Problem to work on. Give only the lines from the one containing "Where can the closet be" through the end of the material below, exactly as written.

··· Records supplied ···

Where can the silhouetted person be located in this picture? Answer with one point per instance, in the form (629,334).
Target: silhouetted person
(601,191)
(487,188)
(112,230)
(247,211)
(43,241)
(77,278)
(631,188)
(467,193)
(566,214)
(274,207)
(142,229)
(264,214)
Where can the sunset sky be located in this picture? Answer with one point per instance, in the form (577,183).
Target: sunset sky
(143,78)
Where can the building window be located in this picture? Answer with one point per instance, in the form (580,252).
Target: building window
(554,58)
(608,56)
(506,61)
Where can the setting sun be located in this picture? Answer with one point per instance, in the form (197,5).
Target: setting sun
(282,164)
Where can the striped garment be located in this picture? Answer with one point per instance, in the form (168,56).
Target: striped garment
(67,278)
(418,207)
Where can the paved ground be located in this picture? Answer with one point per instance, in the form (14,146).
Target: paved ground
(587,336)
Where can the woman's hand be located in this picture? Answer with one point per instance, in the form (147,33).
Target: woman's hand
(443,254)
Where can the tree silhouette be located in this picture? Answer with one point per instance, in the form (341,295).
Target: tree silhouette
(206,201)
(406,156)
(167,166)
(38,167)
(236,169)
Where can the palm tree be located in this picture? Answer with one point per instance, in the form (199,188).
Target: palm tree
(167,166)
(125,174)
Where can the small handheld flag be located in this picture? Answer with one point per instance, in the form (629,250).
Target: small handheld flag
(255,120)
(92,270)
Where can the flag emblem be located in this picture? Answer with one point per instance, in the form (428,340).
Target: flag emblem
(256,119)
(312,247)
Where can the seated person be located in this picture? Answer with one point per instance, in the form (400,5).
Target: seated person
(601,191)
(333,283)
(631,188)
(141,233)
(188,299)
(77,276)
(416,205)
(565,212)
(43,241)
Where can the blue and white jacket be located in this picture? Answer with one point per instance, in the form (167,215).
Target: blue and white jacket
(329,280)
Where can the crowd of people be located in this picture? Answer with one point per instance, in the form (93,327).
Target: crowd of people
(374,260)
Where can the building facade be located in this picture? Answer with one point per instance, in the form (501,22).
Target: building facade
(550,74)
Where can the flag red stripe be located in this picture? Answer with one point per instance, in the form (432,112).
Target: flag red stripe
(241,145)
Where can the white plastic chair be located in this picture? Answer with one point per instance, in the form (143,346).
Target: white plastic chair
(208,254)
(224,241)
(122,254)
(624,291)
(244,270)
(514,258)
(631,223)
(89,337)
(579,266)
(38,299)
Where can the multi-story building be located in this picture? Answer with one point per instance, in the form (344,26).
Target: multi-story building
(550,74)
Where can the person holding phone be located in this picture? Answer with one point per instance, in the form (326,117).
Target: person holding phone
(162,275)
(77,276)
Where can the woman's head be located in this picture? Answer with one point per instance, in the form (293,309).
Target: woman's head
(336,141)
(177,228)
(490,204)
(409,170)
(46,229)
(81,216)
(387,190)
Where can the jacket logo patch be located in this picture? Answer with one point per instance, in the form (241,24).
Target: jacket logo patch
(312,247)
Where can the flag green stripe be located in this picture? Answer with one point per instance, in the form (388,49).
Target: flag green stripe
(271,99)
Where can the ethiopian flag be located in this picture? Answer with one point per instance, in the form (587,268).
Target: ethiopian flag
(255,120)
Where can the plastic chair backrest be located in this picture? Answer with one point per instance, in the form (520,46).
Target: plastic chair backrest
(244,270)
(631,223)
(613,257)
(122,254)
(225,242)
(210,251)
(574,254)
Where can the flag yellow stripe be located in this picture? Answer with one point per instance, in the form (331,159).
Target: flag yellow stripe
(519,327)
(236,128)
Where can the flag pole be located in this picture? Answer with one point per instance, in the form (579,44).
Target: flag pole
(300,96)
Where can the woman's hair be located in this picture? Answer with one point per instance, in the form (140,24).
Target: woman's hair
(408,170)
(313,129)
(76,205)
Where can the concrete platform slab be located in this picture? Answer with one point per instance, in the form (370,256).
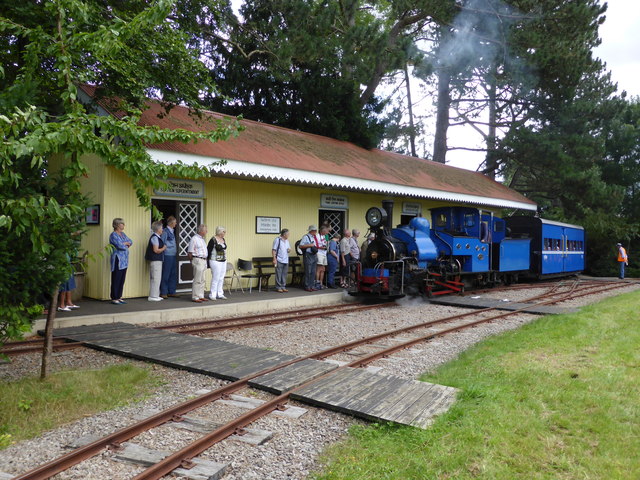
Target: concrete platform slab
(141,311)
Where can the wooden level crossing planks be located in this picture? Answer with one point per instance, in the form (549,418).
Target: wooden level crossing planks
(349,390)
(378,397)
(292,376)
(470,302)
(202,355)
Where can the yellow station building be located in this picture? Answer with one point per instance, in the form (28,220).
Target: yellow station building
(272,178)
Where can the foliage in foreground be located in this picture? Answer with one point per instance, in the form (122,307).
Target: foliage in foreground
(130,51)
(31,406)
(554,399)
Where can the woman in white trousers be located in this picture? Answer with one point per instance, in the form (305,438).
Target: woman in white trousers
(217,248)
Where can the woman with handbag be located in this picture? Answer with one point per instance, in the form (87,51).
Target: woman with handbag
(310,258)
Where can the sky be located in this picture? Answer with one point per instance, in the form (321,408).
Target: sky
(620,50)
(620,47)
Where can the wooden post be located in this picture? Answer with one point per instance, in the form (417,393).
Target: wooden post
(48,334)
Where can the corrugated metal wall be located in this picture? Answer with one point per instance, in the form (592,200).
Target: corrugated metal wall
(232,203)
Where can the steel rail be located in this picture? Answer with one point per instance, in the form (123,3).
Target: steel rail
(215,326)
(344,307)
(36,345)
(183,458)
(76,456)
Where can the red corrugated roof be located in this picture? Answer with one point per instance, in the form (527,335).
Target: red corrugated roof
(280,147)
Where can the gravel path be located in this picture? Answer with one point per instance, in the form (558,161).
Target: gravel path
(293,450)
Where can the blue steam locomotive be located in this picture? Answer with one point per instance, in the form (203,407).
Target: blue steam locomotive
(463,247)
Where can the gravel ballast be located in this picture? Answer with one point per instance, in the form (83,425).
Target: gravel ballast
(296,443)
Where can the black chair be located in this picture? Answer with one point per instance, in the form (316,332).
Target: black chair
(247,266)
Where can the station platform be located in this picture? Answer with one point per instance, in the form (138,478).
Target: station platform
(142,311)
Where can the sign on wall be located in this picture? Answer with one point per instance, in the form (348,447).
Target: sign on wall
(328,200)
(92,215)
(411,208)
(177,187)
(267,224)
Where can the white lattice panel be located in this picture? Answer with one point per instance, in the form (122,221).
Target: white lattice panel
(189,217)
(335,220)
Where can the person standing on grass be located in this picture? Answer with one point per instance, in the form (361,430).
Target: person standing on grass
(170,262)
(119,260)
(280,252)
(197,252)
(155,255)
(623,259)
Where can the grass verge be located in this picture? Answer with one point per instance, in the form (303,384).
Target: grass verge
(29,407)
(556,399)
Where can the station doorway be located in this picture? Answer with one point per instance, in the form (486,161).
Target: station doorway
(188,213)
(335,218)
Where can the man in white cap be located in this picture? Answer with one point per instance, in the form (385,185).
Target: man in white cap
(309,247)
(623,259)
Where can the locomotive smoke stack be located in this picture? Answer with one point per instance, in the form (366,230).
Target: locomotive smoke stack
(387,205)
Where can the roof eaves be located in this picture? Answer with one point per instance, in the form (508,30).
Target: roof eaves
(289,175)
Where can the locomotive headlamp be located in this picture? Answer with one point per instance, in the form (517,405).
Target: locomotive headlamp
(375,217)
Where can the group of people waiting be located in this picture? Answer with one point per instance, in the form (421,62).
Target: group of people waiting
(323,254)
(161,253)
(330,254)
(212,255)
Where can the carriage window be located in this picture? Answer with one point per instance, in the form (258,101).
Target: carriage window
(469,220)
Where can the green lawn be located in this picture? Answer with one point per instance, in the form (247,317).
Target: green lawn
(29,407)
(557,399)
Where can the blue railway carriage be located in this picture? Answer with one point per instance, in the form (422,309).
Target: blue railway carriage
(478,241)
(557,248)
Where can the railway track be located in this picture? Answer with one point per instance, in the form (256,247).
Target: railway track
(257,320)
(183,457)
(217,325)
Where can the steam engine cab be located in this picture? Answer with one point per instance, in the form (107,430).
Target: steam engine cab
(464,247)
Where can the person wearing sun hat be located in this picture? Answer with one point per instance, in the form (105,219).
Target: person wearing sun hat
(309,247)
(623,259)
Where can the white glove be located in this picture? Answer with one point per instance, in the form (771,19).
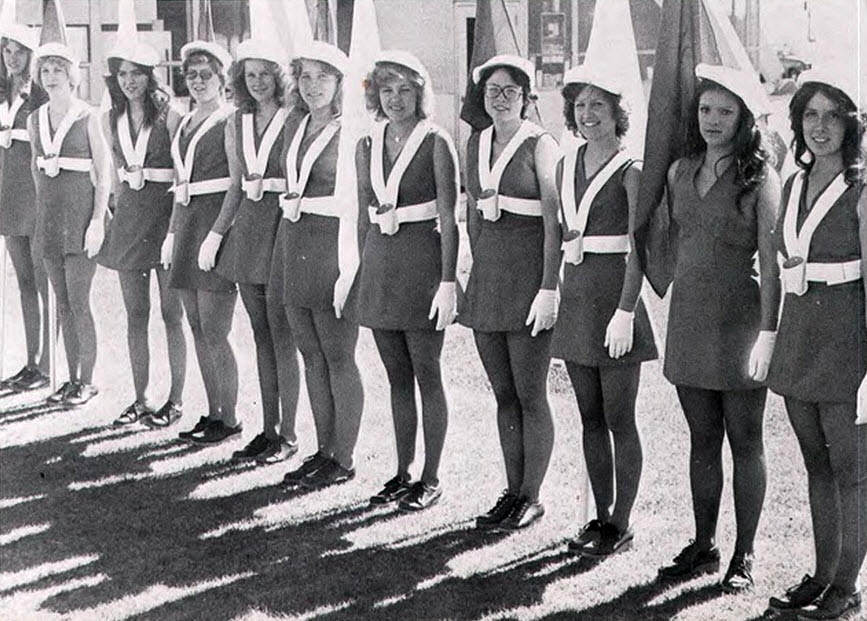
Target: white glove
(208,251)
(861,403)
(543,311)
(619,333)
(341,291)
(166,250)
(760,356)
(444,305)
(94,237)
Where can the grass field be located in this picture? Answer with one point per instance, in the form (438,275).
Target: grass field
(104,523)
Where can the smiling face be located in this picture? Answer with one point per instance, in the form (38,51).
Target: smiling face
(317,84)
(260,80)
(504,98)
(132,79)
(718,117)
(594,114)
(824,127)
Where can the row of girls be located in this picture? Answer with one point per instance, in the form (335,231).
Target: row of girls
(258,208)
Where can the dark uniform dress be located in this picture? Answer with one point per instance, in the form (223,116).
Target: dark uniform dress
(64,204)
(141,219)
(715,312)
(194,221)
(309,247)
(590,292)
(17,192)
(400,273)
(821,349)
(246,253)
(508,257)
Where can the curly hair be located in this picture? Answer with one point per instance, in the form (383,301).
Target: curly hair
(571,92)
(853,133)
(241,96)
(751,157)
(386,72)
(297,102)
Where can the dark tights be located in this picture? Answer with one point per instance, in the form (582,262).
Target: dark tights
(711,414)
(834,455)
(409,357)
(71,278)
(135,287)
(606,400)
(517,367)
(327,345)
(32,286)
(210,316)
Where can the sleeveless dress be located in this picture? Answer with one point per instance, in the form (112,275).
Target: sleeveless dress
(309,246)
(821,349)
(715,312)
(400,273)
(141,219)
(246,253)
(508,256)
(17,192)
(64,204)
(590,291)
(195,220)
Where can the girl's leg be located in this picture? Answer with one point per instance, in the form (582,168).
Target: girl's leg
(424,349)
(703,410)
(597,443)
(494,353)
(395,356)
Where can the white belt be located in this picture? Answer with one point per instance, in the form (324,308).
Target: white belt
(51,165)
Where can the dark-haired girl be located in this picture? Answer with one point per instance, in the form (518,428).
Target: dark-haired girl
(602,331)
(249,219)
(511,301)
(821,353)
(723,197)
(406,289)
(141,123)
(20,96)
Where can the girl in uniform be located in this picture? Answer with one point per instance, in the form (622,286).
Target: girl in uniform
(18,201)
(406,290)
(319,259)
(602,331)
(511,300)
(71,168)
(202,178)
(140,124)
(821,352)
(248,220)
(723,197)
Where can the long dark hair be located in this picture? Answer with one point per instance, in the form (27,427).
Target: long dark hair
(853,123)
(751,158)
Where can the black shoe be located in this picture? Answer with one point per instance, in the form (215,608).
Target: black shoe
(254,448)
(800,595)
(524,512)
(835,603)
(420,497)
(692,561)
(311,463)
(589,533)
(611,540)
(216,432)
(739,575)
(498,512)
(393,490)
(331,473)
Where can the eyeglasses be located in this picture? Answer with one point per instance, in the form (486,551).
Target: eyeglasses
(204,74)
(509,92)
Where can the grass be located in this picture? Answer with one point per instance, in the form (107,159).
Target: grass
(97,522)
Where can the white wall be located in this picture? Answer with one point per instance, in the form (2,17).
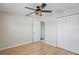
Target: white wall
(68,30)
(14,30)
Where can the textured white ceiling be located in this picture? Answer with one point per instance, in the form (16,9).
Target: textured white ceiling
(19,7)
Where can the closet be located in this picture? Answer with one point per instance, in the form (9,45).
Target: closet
(68,33)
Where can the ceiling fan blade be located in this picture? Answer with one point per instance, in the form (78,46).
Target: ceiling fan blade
(30,8)
(43,5)
(30,14)
(49,11)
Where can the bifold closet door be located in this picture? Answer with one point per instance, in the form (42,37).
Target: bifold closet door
(75,34)
(63,33)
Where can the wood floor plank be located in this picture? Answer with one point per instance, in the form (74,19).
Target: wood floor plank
(36,48)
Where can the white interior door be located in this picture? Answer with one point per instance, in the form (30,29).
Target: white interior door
(75,34)
(36,30)
(64,31)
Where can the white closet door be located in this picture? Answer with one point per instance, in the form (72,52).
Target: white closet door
(75,34)
(36,31)
(63,31)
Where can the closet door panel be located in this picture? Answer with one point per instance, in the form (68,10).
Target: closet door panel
(64,33)
(75,34)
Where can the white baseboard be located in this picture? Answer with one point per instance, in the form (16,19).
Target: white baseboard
(50,43)
(14,46)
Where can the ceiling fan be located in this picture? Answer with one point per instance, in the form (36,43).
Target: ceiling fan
(39,10)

···

Reply to the exercise.
Where can the closet be located in this picture? Answer with one point per instance, in the form (9,45).
Target: closet
(68,33)
Where can the ceiling fan blade be located in this picture? Answer with one point per instance, in the form (78,46).
Target: ceiling fan blade
(30,8)
(43,5)
(30,14)
(49,11)
Where can the bifold closet door be located in this picture? Answer with one point per instance, in the form (42,37).
Target: bifold closet door
(75,34)
(63,33)
Where can the wood floor plank be located in this picture? Answer with one point per instance, in the form (74,19).
Target: wood floor plank
(36,48)
Where can the white interior door be located in this picture? Answer with one point per instance, in the form (30,29).
Target: white interior door
(75,34)
(36,30)
(64,31)
Where can the white closet door be located in this picture? Answer with one point per instance, in the form (72,52).
Target: white closet door
(75,34)
(36,31)
(63,31)
Where can the closet door panel be located in this picture? Answer with one point per instance, in the form (68,10).
Target: closet door panel
(64,33)
(75,34)
Where can the white baseboard be located in this picture? Answer with one point per instance, in the form (16,19).
Target: white baseboard
(50,43)
(14,46)
Where can the ceiling fan be located in this picture? Answer with one point per instance, in the form (36,43).
Target: ceiling fan
(39,10)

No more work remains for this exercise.